(ENTRIES SUPPLIED)

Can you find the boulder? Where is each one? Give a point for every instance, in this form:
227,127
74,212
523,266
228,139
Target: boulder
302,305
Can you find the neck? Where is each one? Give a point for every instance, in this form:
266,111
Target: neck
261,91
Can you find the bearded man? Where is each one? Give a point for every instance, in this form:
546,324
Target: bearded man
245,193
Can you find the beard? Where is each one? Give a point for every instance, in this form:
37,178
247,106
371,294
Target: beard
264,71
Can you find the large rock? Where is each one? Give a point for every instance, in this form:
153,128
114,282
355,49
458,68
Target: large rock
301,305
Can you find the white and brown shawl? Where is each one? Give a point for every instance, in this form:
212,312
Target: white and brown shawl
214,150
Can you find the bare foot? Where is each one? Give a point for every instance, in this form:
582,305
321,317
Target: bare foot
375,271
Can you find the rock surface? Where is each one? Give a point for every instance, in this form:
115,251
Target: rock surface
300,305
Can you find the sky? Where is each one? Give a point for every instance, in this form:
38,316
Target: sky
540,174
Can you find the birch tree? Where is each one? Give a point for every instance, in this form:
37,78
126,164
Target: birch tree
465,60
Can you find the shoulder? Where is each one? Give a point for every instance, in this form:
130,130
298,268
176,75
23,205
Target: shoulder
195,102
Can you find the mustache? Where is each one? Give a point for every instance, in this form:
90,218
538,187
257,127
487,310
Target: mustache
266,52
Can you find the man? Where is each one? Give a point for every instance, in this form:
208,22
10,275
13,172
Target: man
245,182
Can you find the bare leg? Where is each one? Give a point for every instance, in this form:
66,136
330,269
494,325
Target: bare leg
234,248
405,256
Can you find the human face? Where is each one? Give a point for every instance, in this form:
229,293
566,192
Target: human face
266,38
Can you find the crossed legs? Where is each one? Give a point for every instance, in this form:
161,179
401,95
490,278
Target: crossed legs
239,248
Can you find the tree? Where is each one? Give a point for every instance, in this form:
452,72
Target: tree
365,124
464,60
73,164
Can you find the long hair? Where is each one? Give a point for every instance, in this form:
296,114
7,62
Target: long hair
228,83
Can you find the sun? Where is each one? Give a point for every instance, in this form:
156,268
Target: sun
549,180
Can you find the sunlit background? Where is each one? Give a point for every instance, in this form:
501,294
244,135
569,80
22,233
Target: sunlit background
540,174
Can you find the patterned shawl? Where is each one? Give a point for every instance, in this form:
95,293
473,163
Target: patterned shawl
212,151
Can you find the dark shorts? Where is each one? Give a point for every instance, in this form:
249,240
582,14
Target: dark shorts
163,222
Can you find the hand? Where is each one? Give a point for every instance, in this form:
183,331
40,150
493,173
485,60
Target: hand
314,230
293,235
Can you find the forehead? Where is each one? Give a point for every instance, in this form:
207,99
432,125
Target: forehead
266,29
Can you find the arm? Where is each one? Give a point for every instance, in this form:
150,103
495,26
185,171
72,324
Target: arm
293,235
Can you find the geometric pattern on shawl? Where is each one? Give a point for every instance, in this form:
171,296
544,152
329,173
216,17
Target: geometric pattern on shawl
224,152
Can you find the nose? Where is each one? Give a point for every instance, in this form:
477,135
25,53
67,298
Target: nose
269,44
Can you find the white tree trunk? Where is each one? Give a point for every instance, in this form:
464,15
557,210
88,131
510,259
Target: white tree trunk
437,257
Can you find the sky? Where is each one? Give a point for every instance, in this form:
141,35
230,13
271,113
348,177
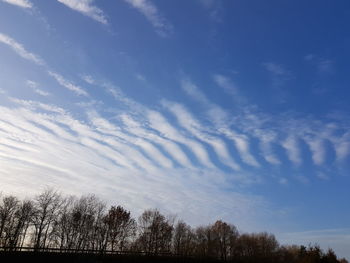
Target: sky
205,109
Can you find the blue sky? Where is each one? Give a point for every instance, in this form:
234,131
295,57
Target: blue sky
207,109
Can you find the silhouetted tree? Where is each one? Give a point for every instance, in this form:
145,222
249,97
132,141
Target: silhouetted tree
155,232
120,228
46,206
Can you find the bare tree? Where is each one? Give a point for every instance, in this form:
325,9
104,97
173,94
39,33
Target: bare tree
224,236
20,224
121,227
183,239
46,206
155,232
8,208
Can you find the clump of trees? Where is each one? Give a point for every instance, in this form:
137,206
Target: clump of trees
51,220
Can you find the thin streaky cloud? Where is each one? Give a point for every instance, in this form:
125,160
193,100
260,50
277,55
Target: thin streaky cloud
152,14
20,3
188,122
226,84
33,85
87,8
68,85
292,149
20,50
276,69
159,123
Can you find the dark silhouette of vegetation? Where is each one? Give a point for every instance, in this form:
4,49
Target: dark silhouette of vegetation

(End ENTRIES SUPPLIED)
(ENTRIES SUPPLIED)

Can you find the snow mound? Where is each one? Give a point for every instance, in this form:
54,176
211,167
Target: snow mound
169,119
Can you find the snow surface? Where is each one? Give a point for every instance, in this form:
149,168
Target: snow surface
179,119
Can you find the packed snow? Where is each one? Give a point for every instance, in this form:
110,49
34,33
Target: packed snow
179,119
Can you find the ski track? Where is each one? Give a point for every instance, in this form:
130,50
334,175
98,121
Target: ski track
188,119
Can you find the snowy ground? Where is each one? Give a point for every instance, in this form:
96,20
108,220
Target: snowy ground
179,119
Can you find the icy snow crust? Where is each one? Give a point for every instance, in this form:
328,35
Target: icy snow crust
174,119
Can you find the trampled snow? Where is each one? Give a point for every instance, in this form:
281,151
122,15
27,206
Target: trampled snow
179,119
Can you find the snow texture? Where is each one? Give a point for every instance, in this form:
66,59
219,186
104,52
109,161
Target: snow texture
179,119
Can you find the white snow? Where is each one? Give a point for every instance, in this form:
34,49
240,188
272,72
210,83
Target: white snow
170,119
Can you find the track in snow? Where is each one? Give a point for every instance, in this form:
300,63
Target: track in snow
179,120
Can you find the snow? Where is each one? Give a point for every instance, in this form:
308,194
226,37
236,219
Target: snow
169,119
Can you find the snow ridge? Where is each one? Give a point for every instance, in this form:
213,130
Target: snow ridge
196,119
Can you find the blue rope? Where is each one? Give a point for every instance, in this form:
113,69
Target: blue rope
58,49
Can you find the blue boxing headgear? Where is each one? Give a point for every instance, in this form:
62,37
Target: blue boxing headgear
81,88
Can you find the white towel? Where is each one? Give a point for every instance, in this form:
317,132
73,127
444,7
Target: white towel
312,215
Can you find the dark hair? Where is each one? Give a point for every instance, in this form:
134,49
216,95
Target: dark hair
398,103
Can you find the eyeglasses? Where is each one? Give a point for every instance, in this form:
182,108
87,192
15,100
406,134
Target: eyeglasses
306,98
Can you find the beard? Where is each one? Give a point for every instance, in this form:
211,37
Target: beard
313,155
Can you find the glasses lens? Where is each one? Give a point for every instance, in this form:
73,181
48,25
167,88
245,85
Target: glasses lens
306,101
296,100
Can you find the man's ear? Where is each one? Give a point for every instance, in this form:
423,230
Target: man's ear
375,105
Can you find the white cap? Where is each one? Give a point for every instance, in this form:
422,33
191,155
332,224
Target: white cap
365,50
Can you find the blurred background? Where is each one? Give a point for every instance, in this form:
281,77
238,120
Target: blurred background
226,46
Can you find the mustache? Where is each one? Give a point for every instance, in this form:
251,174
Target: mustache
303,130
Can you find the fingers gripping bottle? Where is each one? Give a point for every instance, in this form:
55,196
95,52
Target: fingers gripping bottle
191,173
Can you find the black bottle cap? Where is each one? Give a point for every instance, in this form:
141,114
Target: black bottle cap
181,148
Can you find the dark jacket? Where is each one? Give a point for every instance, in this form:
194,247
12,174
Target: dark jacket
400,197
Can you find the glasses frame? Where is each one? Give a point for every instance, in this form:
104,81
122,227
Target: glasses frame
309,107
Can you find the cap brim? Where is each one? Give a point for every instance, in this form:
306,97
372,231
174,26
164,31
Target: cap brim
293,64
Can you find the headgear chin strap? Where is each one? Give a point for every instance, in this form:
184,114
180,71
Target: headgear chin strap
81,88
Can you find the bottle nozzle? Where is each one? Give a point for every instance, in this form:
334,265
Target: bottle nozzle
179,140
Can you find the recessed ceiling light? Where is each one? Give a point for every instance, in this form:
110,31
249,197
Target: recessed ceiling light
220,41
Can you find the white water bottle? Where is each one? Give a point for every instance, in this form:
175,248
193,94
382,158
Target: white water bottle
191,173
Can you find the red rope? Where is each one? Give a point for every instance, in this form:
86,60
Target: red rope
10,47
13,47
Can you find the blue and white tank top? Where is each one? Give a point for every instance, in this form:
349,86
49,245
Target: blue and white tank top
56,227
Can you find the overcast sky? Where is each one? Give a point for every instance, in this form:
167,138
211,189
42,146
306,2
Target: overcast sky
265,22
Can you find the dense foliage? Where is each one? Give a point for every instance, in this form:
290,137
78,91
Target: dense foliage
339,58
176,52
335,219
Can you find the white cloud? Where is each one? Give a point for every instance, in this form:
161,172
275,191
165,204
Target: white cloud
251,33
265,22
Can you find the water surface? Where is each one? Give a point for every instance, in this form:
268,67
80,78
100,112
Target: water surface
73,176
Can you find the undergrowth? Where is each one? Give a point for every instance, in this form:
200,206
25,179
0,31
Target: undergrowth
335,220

(End ENTRIES SUPPLIED)

• PROBLEM TO WORK ON:
Go through the listing above and return every line where the word "vegetation" occurs.

• COMPLETED TASK:
Can you find the dark silhouette of vegetation? Where is each one? Give a point for every instance, in this form:
Target: dark silhouette of vegetation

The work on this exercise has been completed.